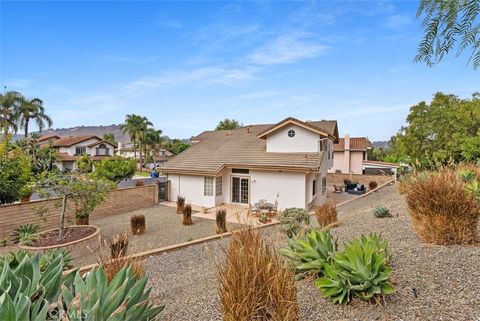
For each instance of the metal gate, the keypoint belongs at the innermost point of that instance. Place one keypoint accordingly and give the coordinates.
(163, 191)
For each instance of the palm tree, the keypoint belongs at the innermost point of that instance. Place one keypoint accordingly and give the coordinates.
(9, 103)
(136, 126)
(32, 109)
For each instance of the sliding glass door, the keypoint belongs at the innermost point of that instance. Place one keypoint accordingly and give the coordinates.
(240, 189)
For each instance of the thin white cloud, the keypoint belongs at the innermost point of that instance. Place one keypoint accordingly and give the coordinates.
(287, 48)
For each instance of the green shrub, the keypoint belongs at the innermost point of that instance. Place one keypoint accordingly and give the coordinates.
(294, 221)
(309, 252)
(380, 212)
(360, 270)
(25, 234)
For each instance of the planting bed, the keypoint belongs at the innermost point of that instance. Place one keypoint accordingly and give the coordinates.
(432, 282)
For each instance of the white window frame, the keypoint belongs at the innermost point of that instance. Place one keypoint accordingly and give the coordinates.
(218, 186)
(208, 185)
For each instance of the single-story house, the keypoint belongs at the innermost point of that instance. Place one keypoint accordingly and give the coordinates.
(71, 148)
(286, 162)
(349, 154)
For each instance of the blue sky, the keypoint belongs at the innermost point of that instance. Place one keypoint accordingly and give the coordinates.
(187, 65)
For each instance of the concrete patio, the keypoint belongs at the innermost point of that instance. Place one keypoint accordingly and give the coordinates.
(236, 214)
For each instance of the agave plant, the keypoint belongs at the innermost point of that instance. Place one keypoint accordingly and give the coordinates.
(309, 252)
(26, 293)
(380, 212)
(361, 270)
(124, 298)
(25, 234)
(14, 258)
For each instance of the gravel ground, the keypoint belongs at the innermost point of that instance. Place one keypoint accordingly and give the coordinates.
(445, 278)
(164, 227)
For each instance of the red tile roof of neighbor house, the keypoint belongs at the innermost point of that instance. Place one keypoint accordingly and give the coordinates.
(241, 147)
(356, 143)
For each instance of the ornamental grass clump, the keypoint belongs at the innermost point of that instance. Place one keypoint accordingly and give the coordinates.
(442, 207)
(294, 221)
(326, 214)
(221, 220)
(254, 283)
(372, 185)
(137, 224)
(187, 215)
(180, 204)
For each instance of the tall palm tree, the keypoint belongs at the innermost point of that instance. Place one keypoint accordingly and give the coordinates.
(9, 103)
(32, 109)
(136, 126)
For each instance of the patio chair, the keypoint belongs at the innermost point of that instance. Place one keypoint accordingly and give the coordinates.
(338, 188)
(253, 210)
(274, 209)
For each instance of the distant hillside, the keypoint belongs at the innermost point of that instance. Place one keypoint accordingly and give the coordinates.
(89, 130)
(381, 144)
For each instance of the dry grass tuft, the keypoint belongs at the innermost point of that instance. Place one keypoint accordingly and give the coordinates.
(137, 224)
(326, 214)
(442, 211)
(187, 215)
(254, 283)
(118, 245)
(180, 204)
(221, 219)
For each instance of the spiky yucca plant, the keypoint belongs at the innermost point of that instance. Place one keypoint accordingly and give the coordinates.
(123, 298)
(360, 270)
(380, 212)
(309, 252)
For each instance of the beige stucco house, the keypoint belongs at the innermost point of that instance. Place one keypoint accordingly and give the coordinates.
(71, 148)
(285, 162)
(349, 155)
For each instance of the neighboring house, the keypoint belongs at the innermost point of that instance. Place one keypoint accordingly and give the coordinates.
(349, 154)
(126, 150)
(71, 148)
(285, 162)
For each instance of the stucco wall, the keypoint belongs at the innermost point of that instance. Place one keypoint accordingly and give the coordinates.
(303, 141)
(354, 165)
(191, 187)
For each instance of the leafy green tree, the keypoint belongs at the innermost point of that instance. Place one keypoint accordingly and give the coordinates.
(136, 126)
(109, 137)
(15, 176)
(32, 110)
(114, 169)
(228, 124)
(85, 192)
(449, 25)
(446, 130)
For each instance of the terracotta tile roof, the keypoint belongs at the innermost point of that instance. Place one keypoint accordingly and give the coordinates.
(328, 127)
(367, 162)
(237, 148)
(356, 143)
(47, 137)
(67, 157)
(72, 140)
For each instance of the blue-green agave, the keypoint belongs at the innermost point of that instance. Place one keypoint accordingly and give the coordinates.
(361, 270)
(309, 252)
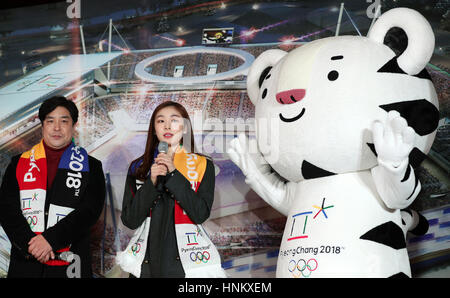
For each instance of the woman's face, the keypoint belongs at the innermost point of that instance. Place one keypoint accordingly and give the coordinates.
(169, 126)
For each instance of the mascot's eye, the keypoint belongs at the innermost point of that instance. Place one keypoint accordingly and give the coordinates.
(333, 75)
(264, 93)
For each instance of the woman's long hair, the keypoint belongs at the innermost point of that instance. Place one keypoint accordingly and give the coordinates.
(152, 140)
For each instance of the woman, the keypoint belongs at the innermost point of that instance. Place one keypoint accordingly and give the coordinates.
(174, 191)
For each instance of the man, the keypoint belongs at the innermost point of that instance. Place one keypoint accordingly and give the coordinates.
(50, 197)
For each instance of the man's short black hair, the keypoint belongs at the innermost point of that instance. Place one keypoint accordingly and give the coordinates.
(58, 101)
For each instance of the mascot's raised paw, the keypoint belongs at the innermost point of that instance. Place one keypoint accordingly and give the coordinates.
(244, 153)
(393, 141)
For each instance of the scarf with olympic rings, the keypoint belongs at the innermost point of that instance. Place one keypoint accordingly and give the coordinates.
(69, 185)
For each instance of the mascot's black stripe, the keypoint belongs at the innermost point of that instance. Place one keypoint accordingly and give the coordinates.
(422, 227)
(415, 156)
(415, 186)
(392, 67)
(388, 234)
(310, 171)
(399, 275)
(407, 174)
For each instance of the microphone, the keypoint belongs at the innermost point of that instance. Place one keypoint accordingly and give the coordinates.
(164, 148)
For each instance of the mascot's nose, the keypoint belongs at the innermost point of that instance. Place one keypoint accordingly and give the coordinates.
(291, 96)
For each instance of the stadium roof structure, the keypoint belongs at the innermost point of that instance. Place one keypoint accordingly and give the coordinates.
(22, 95)
(141, 73)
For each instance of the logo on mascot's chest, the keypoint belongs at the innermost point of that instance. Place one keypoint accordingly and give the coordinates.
(298, 226)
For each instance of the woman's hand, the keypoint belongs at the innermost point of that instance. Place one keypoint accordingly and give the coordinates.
(165, 159)
(157, 170)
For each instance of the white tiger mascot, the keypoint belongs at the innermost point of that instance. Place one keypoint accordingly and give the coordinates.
(352, 118)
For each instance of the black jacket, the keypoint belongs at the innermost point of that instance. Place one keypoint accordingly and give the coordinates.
(74, 229)
(162, 258)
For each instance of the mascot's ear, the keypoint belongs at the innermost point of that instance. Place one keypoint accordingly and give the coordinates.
(420, 37)
(259, 69)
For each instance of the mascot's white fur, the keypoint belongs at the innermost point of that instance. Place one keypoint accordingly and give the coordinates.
(341, 123)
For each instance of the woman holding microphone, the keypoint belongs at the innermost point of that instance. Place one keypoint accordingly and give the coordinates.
(169, 192)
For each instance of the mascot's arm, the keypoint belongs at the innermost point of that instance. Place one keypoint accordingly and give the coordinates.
(268, 185)
(394, 178)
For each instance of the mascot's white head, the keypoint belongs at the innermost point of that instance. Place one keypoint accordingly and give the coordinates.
(320, 100)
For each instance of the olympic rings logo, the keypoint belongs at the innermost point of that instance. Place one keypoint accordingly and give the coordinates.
(135, 248)
(298, 268)
(32, 221)
(199, 257)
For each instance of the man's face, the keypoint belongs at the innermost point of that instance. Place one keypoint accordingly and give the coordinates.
(58, 128)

=== THE PROBLEM ===
Take the listing and print it again exactly, but without any pictures.

=== OUTPUT FOR THIS TASK ===
For each instance of the metal gate, the keypoint belongs at the innermost point of that instance. Place one keypoint accordingly and give the coordinates.
(163, 191)
For each instance of the palm tree, the keypoint belongs at the innermost point of that instance. Place one keypoint accordingly and give the coordinates.
(9, 103)
(136, 126)
(32, 109)
For each instance of the sliding glass door, the keypoint belongs at the innermost point of that instance. Place one keypoint accordingly and give the coordinates.
(240, 189)
For each instance of the thin white cloud, the keypoint belongs at the innermost point of that instance. Place one keypoint accordingly and give the coordinates.
(287, 48)
For each instance of the green shrub, the keypoint belongs at the innermost point of that instance. Place one keypoint accordingly and give the coordinates.
(294, 221)
(309, 252)
(380, 212)
(360, 270)
(25, 234)
For each instance of the planting bed, the keypoint belongs at the innermost point of that instance. Place one keypoint accordingly and give the coordinates.
(432, 282)
For each instance of the white window frame, the keypoint belongs at the innermost point of that instance. Place one keypoint accordingly and give the coordinates.
(218, 186)
(208, 185)
For each instance of the single-story house, the keypoint belongs at the innermost point of that instance. Place one keypoint accordingly and give the coordinates.
(71, 148)
(286, 162)
(349, 154)
For each instance of the blue sky, the keypoint belongs at the innermost point of that instance. Place one keypoint accordingly and give the coordinates.
(187, 65)
For each instance of the concrete patio, the keypoint belongs at the innermost point of that instance. Place one keypoint accordingly and give the coordinates.
(236, 214)
For each instance of the agave plant, the keypoint belongs at the innermost point of that instance. Place one keypoint accordingly and give the coordinates.
(309, 252)
(26, 293)
(380, 212)
(361, 270)
(124, 298)
(25, 234)
(14, 258)
For each instance of the gravel ground, the keypoint belongs at the innermost point of that instance. Place one keypoint accordingly and give the coordinates.
(445, 278)
(164, 227)
For each instance of the red tile roof of neighbor house, the keypoint belongs at the innermost point of that instance. Place one keypoint accordingly and give the coordinates.
(241, 147)
(356, 143)
For each instance of the ornamental grass clump, the keypoint belongs at the innermost point of that instance. Place one keypoint accordingly and give the coordinates.
(442, 207)
(294, 221)
(326, 214)
(221, 220)
(254, 283)
(372, 185)
(137, 224)
(187, 215)
(180, 204)
For each instance of the tall palm tree, the keypoint belongs at the innermost point of that instance. Place one keypoint accordingly and give the coordinates.
(9, 103)
(32, 109)
(136, 126)
For each instance of the patio chair, the keypoint belongs at the innermost point of that instance. Place one keypoint accordingly and give the coordinates.
(338, 188)
(253, 210)
(274, 209)
For each instance of the distant hillside, the keypoint belongs at the innermost point of that instance. Place one keypoint accordingly and give the coordinates.
(89, 130)
(381, 144)
For each instance of the dry grass tuft, the keypoint belongs at the innermost point of that instance. Place one keypoint accordingly and give the coordinates.
(137, 224)
(326, 214)
(442, 211)
(187, 215)
(254, 283)
(118, 245)
(180, 204)
(221, 219)
For each instance of the spiky yucca plant, the keypoint belongs at the innermost point of that instance. Place one keypoint accordingly and give the coordinates.
(123, 298)
(360, 270)
(380, 212)
(309, 252)
For each instance of the beige stucco house, the keypoint belongs at the innermost point of that instance. Place one keypoint accordingly and give the coordinates.
(71, 148)
(285, 162)
(349, 155)
For each instance of the neighboring house, the keypoint belongs at the innermost point of that instance. Place one keypoint accordingly and give the coordinates.
(349, 154)
(126, 150)
(71, 148)
(285, 162)
For each instance of the stucco wall, the keypoint belongs at the innermost point of that instance. Place one keypoint accordingly and give the coordinates.
(303, 141)
(354, 165)
(191, 187)
For each instance of the leafy green tree, the keypoint belongs at the innermost point of that instance. Place one keypoint accordingly and give the coordinates.
(136, 126)
(109, 137)
(15, 176)
(32, 110)
(114, 169)
(228, 124)
(85, 192)
(449, 25)
(446, 130)
For each instance of the terracotta tile roof, the keypoint belongs at the innermost point of that instance. Place one keypoint accordingly and give the coordinates.
(328, 127)
(367, 162)
(237, 148)
(356, 143)
(47, 137)
(67, 157)
(72, 140)
For each instance of the blue-green agave, the keypoint belongs at the innermost point of that instance. Place one keypoint accordingly and give the coordinates.
(361, 270)
(309, 252)
For each instance of the woman's face, the keypoint belongs at the innermost point of that instance. Place one keypoint accordingly and give the coordinates.
(169, 126)
For each instance of the mascot's eye, the keypoint belongs at the innermost point of that instance. Place one keypoint accordingly and give the coordinates.
(333, 75)
(264, 93)
For each instance of the woman's long hair, the keypoint belongs at the innermost point of that instance. Place one keypoint accordingly and give the coordinates.
(152, 140)
For each instance of the woman, the keypoint belongs at the innermost point of that instance. Place one keypoint accordingly and give the coordinates.
(174, 191)
For each instance of the man, the keypoint belongs at the innermost point of that instance. Place one keypoint accordingly and give the coordinates.
(50, 197)
For each instance of the man's short black hair, the keypoint belongs at the innermost point of that instance. Place one keypoint accordingly and give the coordinates.
(58, 101)
For each instance of the mascot's raised paw, the keypoint belongs at the innermost point of that instance. Place one keypoint accordingly and give the coordinates.
(244, 153)
(393, 141)
For each instance of the scarf with olympic rings, the keypoint belongs at the innermost point of that instance. Place one keypoint accordingly and give the coordinates.
(69, 185)
For each instance of the mascot's black stripe, the keypoint belongs at the innermost point of that instance. Place one keypoint accordingly and give the coordinates.
(422, 227)
(415, 156)
(415, 186)
(392, 67)
(388, 234)
(310, 171)
(399, 275)
(407, 174)
For each instance of the microphone, the keypoint belongs at the innermost point of that instance. Place one keypoint accordingly and give the coordinates.
(164, 148)
For each instance of the mascot's nose, the keypoint belongs at the innermost point of that instance. Place one keypoint accordingly and give the coordinates.
(291, 96)
For each instance of the stadium roof structure, the keypoint belongs at the innermost point of that instance. Place one keypoint accordingly and give the coordinates.
(22, 95)
(141, 73)
For each instance of the logo on mascot's chest, the keypoint belongs at the innermost point of that instance. Place one keypoint accordingly and give the coordinates.
(298, 226)
For each instance of the woman's hand, the keypoint belongs at the innermost point of that instance. Place one keypoint accordingly and give the coordinates.
(165, 159)
(157, 170)
For each instance of the white tiger mascot, the keypoint belongs at the innermost point of that instance. Place one keypoint accordingly and give the coordinates.
(352, 118)
For each instance of the black jacket, the keypoint belongs at the innermost point of that instance. Place one keypoint accordingly and give the coordinates.
(74, 229)
(162, 258)
For each instance of the mascot's ear, the keypoint belongs at the innermost point of that instance. Place one keypoint accordingly and give the coordinates.
(420, 37)
(259, 69)
For each instance of the mascot's white fur, the keypoint belongs at the innermost point of that instance. Place one keypoint accordingly and give the coordinates.
(341, 123)
For each instance of the woman holding microphone, the keypoint belongs at the innermost point of that instance. Place one keypoint accordingly and give the coordinates.
(169, 192)
For each instance of the mascot's arm, the keypoint belongs at the innermost point of that instance. Place one keypoint accordingly and give the coordinates.
(268, 185)
(394, 178)
For each instance of the mascot's white head, the keypoint belongs at the innermost point of that instance. Place one keypoint accordingly and give the coordinates.
(320, 100)
For each instance of the olympic rings logo, the keypoint belongs at the innermost point of that instance. Place one keypoint accordingly and give the coordinates.
(135, 248)
(298, 268)
(32, 221)
(199, 257)
For each instance of the man's face, the keypoint belongs at the innermost point of that instance. Place one keypoint accordingly and give the coordinates.
(58, 128)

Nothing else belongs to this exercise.